State how many lines of the records below contain the word "image". Reply with the number alone.

**GIVEN ENTRIES**.

═══

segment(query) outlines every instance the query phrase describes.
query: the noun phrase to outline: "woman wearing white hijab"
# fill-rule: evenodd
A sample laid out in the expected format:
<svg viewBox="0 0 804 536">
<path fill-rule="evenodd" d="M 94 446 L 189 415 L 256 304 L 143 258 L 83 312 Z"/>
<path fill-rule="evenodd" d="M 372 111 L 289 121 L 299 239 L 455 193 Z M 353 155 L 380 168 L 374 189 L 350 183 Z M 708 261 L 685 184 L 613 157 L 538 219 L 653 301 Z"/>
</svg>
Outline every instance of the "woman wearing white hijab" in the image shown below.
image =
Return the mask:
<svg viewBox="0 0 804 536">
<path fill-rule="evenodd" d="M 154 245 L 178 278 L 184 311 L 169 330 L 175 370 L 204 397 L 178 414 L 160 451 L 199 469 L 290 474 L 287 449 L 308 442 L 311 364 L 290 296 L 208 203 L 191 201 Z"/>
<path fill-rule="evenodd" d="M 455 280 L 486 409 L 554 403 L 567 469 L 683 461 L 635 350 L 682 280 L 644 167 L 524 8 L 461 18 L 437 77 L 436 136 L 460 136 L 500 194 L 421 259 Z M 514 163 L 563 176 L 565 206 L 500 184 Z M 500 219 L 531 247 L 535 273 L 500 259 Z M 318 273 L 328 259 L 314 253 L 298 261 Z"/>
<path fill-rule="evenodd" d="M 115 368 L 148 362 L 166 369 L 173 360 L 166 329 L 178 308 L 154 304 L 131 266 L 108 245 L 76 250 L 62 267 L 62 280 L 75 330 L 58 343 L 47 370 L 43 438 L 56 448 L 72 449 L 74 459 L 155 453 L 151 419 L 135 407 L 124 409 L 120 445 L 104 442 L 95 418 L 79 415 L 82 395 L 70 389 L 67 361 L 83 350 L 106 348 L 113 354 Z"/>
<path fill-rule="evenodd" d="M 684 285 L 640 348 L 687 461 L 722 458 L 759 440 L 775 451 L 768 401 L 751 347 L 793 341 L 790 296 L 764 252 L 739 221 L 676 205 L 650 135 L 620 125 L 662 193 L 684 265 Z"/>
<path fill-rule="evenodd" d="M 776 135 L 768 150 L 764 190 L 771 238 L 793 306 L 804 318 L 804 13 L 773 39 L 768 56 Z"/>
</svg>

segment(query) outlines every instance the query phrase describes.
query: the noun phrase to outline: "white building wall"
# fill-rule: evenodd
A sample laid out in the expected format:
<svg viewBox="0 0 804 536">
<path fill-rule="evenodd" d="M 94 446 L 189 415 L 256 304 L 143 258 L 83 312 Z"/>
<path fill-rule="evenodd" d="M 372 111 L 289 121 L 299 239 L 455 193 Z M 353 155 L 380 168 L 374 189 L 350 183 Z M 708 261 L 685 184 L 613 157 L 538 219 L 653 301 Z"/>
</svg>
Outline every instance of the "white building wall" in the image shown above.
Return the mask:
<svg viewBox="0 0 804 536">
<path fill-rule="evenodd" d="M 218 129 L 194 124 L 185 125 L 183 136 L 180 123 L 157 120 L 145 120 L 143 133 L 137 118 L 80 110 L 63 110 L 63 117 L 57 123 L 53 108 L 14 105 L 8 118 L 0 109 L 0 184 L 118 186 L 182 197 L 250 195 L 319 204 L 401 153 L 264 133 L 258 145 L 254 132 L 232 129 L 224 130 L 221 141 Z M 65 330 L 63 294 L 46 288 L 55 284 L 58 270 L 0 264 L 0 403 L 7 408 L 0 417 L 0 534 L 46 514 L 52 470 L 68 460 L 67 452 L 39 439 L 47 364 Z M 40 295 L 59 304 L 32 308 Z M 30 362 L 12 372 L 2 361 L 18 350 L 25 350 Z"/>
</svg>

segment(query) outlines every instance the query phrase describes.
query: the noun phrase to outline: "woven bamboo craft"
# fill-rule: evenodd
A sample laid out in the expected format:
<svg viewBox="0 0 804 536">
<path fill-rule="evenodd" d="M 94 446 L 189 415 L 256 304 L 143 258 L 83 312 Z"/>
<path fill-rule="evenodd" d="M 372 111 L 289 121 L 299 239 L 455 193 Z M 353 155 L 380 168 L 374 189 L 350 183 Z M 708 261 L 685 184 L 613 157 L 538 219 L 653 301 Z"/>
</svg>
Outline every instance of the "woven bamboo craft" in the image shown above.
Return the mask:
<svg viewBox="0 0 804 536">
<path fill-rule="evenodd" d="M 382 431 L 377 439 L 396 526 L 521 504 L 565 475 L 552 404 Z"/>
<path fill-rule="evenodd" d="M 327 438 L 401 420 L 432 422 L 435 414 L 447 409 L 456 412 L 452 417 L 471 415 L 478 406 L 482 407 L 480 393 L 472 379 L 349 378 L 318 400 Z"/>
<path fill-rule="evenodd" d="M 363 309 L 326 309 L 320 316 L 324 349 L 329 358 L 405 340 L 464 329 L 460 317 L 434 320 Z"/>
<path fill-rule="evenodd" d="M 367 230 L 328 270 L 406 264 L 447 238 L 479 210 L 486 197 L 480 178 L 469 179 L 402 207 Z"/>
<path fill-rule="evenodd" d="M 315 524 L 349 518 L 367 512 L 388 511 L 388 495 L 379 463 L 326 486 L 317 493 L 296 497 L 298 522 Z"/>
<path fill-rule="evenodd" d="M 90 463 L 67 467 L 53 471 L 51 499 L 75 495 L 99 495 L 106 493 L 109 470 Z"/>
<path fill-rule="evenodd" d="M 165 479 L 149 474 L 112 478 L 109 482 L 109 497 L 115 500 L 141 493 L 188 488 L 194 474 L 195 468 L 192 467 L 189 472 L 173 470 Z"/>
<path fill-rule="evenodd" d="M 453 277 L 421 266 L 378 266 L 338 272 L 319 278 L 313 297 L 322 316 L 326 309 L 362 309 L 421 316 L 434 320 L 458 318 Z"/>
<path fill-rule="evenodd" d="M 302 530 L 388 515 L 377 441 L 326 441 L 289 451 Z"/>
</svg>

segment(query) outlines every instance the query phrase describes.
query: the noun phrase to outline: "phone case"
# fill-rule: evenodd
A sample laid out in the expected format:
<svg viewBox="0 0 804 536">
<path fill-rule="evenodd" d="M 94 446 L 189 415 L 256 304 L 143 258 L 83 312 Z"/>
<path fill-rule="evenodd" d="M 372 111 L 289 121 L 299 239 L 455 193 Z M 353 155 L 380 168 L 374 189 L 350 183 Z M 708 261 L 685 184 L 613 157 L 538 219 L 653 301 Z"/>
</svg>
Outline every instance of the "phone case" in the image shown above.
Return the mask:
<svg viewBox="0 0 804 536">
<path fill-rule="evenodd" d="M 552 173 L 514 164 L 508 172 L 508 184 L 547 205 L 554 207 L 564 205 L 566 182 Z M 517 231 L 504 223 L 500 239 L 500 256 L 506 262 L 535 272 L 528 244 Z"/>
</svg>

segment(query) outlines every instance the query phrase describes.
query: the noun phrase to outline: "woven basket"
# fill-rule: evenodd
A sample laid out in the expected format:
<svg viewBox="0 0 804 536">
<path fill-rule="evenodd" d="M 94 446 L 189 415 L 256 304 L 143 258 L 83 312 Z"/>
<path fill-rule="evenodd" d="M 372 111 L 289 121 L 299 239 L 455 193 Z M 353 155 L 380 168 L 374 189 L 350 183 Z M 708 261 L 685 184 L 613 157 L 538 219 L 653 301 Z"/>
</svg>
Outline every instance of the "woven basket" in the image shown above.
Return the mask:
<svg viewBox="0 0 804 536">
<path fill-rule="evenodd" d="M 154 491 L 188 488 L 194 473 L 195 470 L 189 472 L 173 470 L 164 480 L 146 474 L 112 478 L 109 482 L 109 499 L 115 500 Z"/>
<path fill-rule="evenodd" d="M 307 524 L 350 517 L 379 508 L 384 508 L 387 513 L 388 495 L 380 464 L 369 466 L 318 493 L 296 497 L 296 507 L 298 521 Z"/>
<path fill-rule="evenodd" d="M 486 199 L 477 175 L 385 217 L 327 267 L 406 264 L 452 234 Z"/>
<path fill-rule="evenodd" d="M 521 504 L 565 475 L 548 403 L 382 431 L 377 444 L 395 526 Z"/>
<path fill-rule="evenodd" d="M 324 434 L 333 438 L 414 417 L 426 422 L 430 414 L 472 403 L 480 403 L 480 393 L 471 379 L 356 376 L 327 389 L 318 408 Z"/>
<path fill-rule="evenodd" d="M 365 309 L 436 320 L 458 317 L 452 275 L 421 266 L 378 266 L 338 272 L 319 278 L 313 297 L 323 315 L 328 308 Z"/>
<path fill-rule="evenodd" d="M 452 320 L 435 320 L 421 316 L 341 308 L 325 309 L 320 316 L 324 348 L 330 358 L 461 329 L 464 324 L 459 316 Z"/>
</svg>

═══

**FULL SOLUTION**.
6